What is asked: Quote the whole listing verbatim.

____________________

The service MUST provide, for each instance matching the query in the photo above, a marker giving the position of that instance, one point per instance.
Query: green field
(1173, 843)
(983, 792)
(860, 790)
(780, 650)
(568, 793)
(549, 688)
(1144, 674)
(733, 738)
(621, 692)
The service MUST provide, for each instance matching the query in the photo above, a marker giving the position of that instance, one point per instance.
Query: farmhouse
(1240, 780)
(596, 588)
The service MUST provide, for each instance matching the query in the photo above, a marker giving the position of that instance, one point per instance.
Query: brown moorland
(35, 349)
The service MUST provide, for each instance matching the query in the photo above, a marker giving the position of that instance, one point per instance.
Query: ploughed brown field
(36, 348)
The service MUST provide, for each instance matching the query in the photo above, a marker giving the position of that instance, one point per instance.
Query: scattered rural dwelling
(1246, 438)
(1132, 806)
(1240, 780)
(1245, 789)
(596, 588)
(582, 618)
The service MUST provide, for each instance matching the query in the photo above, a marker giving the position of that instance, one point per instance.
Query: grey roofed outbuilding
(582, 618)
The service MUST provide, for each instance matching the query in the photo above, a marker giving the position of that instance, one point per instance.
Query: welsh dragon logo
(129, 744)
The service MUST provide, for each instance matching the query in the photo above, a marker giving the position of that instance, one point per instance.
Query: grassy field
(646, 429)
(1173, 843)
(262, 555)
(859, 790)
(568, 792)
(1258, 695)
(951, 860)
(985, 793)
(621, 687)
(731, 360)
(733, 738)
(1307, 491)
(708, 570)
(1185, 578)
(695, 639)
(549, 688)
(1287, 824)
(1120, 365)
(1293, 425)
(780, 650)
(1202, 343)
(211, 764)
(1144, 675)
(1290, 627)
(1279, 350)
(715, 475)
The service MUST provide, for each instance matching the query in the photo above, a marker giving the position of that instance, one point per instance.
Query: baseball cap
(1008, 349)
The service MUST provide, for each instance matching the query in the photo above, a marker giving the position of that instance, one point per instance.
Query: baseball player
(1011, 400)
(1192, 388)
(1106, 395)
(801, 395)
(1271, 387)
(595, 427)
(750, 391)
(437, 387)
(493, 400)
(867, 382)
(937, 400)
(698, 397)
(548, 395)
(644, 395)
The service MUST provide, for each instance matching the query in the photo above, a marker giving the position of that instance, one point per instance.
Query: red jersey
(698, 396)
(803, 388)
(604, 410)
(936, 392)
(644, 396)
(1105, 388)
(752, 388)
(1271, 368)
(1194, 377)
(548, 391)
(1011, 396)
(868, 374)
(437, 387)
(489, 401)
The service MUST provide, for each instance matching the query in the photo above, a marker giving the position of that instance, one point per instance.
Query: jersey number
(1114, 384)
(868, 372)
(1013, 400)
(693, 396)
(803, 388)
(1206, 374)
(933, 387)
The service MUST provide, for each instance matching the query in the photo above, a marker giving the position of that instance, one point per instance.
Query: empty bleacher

____________________

Reply to the task:
The service MUST provide, for each instance matching the query in the photo above, a marker giving the position of that instance, one point per instance.
Query: green field
(1173, 843)
(983, 792)
(860, 790)
(780, 650)
(568, 793)
(549, 688)
(1144, 674)
(733, 738)
(621, 692)
The service MUST provide, for each instance matching the query in the photo above, a marker giving the position of that instance, one point per instance.
Query: farmhouse
(1240, 780)
(596, 588)
The service MUST provide, for each instance matching the query in the photo above, a marker giving the position of that instance, one point per instance.
Query: brown moorland
(35, 349)
The service MUST provide, for each instance matching the query in the photo above, a marker giving the position of that instance, one point per instance.
Query: ploughed brown field
(36, 348)
The service MUST provide, for each instance matching the query in the photo above, a marker giving the position of that instance, one point per instance.
Query: scattered rural dwelling
(1246, 438)
(1132, 806)
(1240, 780)
(1245, 789)
(596, 588)
(582, 618)
The service MUST provide, for each instance matching the query in the photo above, a marker giving the position of that instance, one point per instance.
Query: grey roofed outbuilding
(582, 618)
The service MUST provide, for each instance matching the query in the photo above, a marker giving the position of that instance, one point per instance.
Query: welsh dragon logo
(129, 744)
The service MUST provide, for each instance matching the query in the photo above, a marker giving the position of that instance, one point per instance.
Query: grassy field
(646, 429)
(1173, 843)
(262, 555)
(859, 790)
(568, 792)
(1258, 695)
(951, 860)
(985, 793)
(621, 687)
(731, 360)
(733, 738)
(1307, 491)
(708, 570)
(1185, 578)
(695, 639)
(549, 688)
(1287, 824)
(1120, 365)
(1293, 425)
(780, 650)
(1202, 343)
(211, 764)
(1144, 675)
(1290, 627)
(1279, 350)
(715, 475)
The service MUST provide, for each instance matching the query in the photo above, a marker giving the position of that instance, one point per instance.
Query: baseball cap
(1008, 349)
The service MUST provide, for each instance matching the query in the photo above, a marker giving the position of that instance, one point per instance.
Query: baseball player
(1011, 400)
(1192, 388)
(1106, 395)
(801, 395)
(1271, 387)
(595, 427)
(750, 391)
(437, 387)
(493, 400)
(867, 382)
(937, 400)
(698, 397)
(548, 395)
(644, 395)
The service MUST provide, for each instance matching the query in the photo above, a marker giving the position of that instance, one point per instance.
Query: red jersey
(698, 396)
(803, 388)
(604, 410)
(936, 392)
(644, 396)
(1105, 388)
(752, 388)
(1271, 368)
(1194, 377)
(548, 391)
(1011, 396)
(868, 374)
(437, 387)
(489, 401)
The service MUST provide, for each instance matching the query in the photo above, a marker giving the position of that instance, one point per instance.
Query: jersey number
(1114, 384)
(868, 372)
(1013, 400)
(693, 396)
(803, 388)
(1206, 374)
(933, 387)
The service MUST provide, for each instance matching the query in the photo above, a marker giving the position of that instance, one point per instance.
Query: empty bleacher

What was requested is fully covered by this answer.